#### [CONSIGNES]
**a.** Selon le texte sur les études à Yale, pourquoi la personne qui écrit habite-t-elle aux États-Unis ? Répondez en une à trois phrases.
**b.** Poursuivez le texte sur les études à Yale à partir de l'endroit où il s'arrête.

#### [TEXTE FOURNI]
※

Tout ça, je le fais dans le but d’acquérir des connaissances à la fine pointe de la technologie actuelle dans l’une des universités les plus prestigieuses de la planète (Yale), où des tonnes d’individus de partout dans le monde se rencontrent pour brasser des idées, pour faire avancer les choses. Je suis ici parce qu’il y a des Québécois qui croient VRAIMENT en la diversité culturelle, celle de l’ouverture sur le monde et sur la destruction des barrières de préjugés. Pas la supposée diversité culturelle dont vous vous faites le porte-étendard et qui exclut certains peuples de ce monde. Mon cher Belz, j’habite aux États-Unis dans le but éventuel de pouvoir faire bénéficier NOTRE société québécoise de toutes ces connaissances. Ironique, non ?
Mais non ! À votre avis, moi je suis ici parce que j’ai vendu mon âme aux Anglais et parce que j’ai décidé de
« m'inféoder à une manière particulière de penser qui rétrécit les possibles et [qui] détruit la diversité culturelle mondiale » ! Vos propres mots (qui définissent bien l’art de savoir parler à travers son chapeau).
M’inféoder à une manière de penser qui rétrécit les possibles ?!

※

#### [ENREGISTREMENTS]
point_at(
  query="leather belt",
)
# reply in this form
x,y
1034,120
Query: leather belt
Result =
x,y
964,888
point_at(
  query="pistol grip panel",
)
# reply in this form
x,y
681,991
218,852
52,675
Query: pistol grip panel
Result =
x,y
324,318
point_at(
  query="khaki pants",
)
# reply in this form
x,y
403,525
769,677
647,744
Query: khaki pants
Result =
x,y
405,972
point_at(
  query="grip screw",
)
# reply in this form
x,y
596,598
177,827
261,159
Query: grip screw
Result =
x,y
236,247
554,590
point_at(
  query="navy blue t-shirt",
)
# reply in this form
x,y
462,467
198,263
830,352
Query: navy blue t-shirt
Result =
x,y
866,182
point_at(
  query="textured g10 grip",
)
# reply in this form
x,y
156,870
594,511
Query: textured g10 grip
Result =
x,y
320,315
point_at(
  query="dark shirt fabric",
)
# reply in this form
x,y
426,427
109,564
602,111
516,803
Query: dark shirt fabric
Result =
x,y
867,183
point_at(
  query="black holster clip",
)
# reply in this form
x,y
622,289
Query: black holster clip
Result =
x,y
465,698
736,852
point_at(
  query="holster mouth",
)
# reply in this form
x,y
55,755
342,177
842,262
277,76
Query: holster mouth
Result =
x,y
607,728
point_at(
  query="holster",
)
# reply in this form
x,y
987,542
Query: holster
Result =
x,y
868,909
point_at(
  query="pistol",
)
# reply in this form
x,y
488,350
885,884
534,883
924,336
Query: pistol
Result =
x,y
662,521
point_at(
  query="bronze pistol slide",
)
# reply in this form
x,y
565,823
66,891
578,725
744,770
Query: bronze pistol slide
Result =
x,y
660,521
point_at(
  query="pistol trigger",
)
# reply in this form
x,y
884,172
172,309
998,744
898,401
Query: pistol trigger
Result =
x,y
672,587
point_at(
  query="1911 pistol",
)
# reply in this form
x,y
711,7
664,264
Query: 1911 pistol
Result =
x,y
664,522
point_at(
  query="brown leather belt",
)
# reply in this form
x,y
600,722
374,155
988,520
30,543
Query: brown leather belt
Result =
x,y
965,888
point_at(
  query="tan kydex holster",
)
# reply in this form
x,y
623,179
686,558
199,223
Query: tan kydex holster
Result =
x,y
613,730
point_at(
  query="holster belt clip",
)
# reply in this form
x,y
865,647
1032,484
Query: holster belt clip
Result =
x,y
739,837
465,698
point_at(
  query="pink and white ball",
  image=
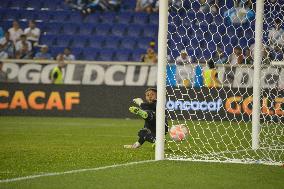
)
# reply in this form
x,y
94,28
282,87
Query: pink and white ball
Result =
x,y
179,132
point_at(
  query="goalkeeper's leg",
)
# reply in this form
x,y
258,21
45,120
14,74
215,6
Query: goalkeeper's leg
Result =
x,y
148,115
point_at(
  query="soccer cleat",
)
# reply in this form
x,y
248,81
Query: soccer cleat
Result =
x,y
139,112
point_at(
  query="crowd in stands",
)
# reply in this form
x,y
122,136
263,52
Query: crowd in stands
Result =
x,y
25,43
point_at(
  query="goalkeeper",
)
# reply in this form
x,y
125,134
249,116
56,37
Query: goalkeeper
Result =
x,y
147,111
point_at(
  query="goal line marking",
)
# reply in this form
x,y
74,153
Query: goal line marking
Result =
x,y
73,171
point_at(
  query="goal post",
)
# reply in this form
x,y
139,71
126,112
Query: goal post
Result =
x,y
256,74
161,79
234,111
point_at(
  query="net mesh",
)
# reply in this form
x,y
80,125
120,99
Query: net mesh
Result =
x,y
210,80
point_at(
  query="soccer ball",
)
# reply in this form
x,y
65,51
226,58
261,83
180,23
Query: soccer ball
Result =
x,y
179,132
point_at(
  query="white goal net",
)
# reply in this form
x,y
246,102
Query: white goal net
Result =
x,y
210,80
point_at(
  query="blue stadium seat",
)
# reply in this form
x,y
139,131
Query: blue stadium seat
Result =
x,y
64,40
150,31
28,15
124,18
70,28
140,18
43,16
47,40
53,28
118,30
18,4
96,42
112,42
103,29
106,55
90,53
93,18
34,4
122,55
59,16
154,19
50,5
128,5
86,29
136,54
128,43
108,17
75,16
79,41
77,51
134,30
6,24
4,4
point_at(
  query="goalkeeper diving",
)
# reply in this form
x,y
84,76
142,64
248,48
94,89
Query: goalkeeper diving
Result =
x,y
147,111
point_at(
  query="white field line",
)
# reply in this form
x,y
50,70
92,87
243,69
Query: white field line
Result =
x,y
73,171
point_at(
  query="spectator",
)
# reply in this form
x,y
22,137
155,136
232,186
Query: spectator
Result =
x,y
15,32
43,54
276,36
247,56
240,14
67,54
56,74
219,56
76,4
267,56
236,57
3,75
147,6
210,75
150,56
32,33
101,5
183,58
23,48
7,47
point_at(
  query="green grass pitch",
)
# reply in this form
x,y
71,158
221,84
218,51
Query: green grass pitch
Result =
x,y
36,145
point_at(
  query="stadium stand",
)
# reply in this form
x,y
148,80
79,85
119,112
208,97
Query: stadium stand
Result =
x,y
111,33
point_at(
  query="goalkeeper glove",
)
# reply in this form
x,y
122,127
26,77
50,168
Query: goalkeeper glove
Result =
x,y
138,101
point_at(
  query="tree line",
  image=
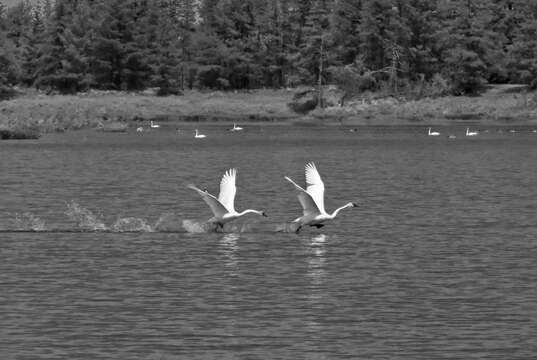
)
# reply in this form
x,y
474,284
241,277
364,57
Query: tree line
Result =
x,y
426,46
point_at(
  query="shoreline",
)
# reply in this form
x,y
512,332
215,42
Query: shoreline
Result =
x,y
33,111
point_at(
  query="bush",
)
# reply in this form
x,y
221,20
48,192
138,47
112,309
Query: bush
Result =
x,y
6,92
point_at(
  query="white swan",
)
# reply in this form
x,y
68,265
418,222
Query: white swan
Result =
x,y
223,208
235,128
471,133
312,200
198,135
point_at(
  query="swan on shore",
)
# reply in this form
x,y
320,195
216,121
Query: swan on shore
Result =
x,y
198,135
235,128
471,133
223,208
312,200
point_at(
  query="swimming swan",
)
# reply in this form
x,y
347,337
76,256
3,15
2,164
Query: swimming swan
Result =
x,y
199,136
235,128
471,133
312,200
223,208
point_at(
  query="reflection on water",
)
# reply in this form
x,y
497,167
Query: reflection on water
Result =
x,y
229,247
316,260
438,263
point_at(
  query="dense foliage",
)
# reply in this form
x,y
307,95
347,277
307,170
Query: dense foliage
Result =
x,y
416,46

※

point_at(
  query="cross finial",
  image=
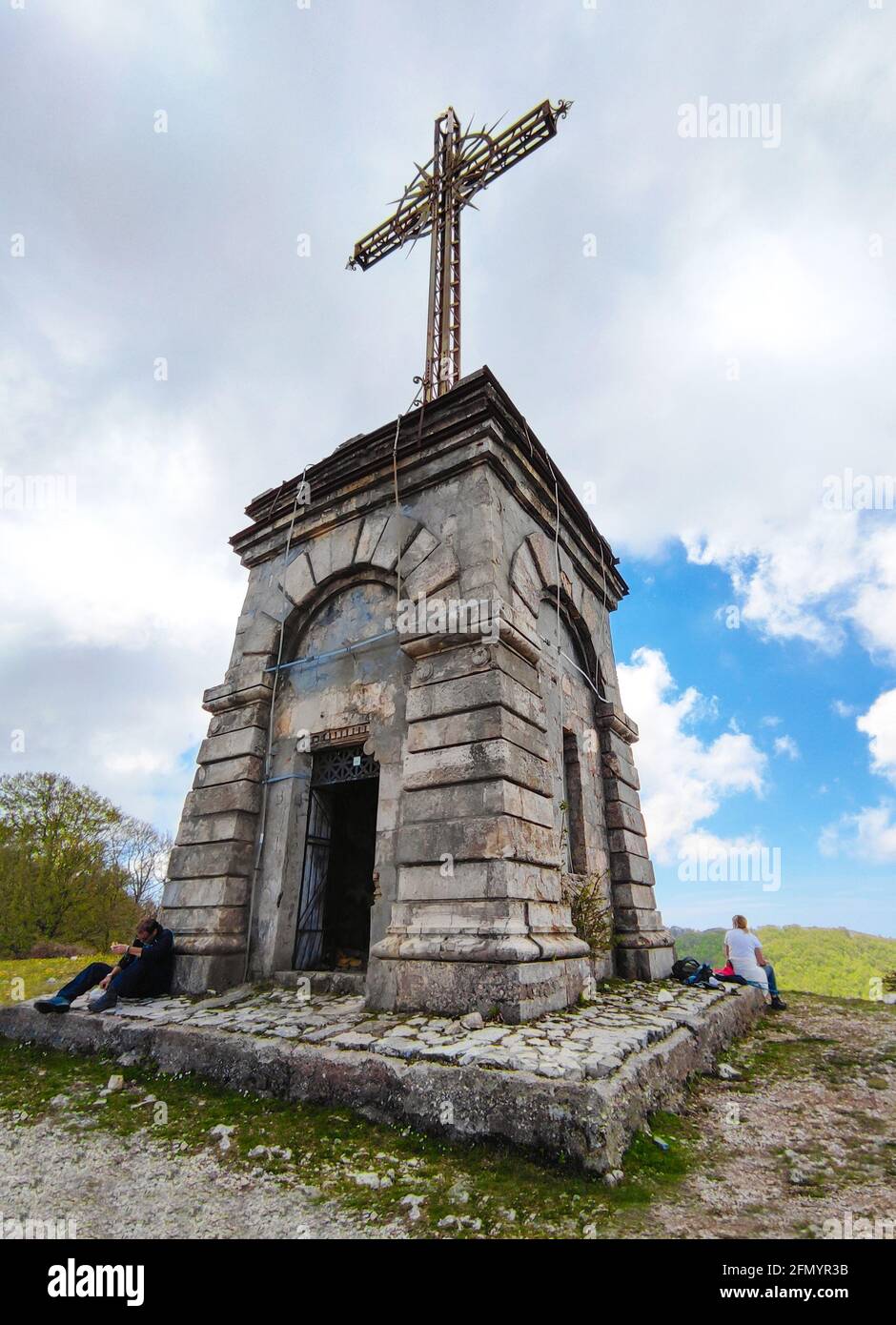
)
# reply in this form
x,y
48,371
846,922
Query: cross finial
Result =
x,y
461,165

※

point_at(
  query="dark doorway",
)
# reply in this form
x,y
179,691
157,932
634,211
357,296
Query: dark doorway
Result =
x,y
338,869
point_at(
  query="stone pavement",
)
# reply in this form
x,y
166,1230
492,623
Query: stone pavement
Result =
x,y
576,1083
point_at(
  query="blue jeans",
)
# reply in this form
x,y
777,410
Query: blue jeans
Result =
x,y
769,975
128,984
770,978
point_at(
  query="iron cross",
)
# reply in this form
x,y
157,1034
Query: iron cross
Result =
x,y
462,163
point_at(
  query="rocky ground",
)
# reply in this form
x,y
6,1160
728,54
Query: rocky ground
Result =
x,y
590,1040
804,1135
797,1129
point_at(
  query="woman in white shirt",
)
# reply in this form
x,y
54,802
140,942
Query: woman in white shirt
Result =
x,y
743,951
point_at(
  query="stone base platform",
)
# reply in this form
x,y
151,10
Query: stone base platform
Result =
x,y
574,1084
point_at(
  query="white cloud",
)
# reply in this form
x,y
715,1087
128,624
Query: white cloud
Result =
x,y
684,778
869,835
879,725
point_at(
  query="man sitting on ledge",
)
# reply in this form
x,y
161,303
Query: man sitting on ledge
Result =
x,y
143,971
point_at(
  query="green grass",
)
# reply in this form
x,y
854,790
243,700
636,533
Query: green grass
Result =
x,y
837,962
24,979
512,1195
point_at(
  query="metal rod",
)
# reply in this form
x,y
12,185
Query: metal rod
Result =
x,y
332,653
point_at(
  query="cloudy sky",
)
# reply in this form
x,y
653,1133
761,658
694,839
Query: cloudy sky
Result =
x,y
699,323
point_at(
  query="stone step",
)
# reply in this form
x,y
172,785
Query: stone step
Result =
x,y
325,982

※

#### [RÉPONSES AUX CONSIGNES]
**a.** La personne qui écrit habite aux États-Unis dans le but éventuel de faire bénéficier la société québécoise des connaissances à la fine pointe de la technologie actuelle qu'elle acquiert à Yale.

**b.**
Belz, pourquoi pensez-vous que j’écris ce blogue ?! En plus d’être extrêmement fier et attaché à ma langue maternelle (que je tiens à conserver à tout prix en y écrivant quelques mots régulièrement), j’aime bien faire ressortir les points positifs et négatifs de notre nation québécoise en les opposant à ce qui se fait chez nos voisins du sud. Car c’est justement là où le bât blesse dans votre position, et je ne saurais le décrire mieux que dans les mots de Sapin :
« (...) vos idées de diversité culturelle et de respect des cultures (...) ne valent guère plus qu'un petit pois sec puisqu'elles reposent sur la prémisse selon laquelle la pleine réalisation de cette diversité et de ce respect est conditionnelle à un rejet systématique et sans appel de la culture anglo-saxonne et de ceux s'en réclamant. Pourtant, être ouvert à la diversité, c'est être ouvert à toutes les cultures, sans exception. Et être ouvert à la diversité, c'est aussi être ouvert à la diversité des points de vue. Or sur ce point, vous semblez éprouver quelques difficultés. »Décidément mon cher Belz, vous n’en avez aucune idée, mais vous avez trouvé la meilleure manière de vous aliéner des gens qui pensent comme vous sur bien des points : les attaquer gratuitement et les provoquer. Non seulement vous insultez mon intelligence en jugeant faussement mes intentions et les motifs de mon existence, mais vous avez en plus le culot de remettre en question ma fierté d’être Québécois ! Vous n’avez aucune idée de l’ouverture sur le monde que l’on peut avoir lorsqu’on se retrouve seul à l’étranger. Vous n’avez non plus aucune idée du fait qu’à ma manière bien personnelle, je tente de transmettre une partie de ma culture à mes semblables.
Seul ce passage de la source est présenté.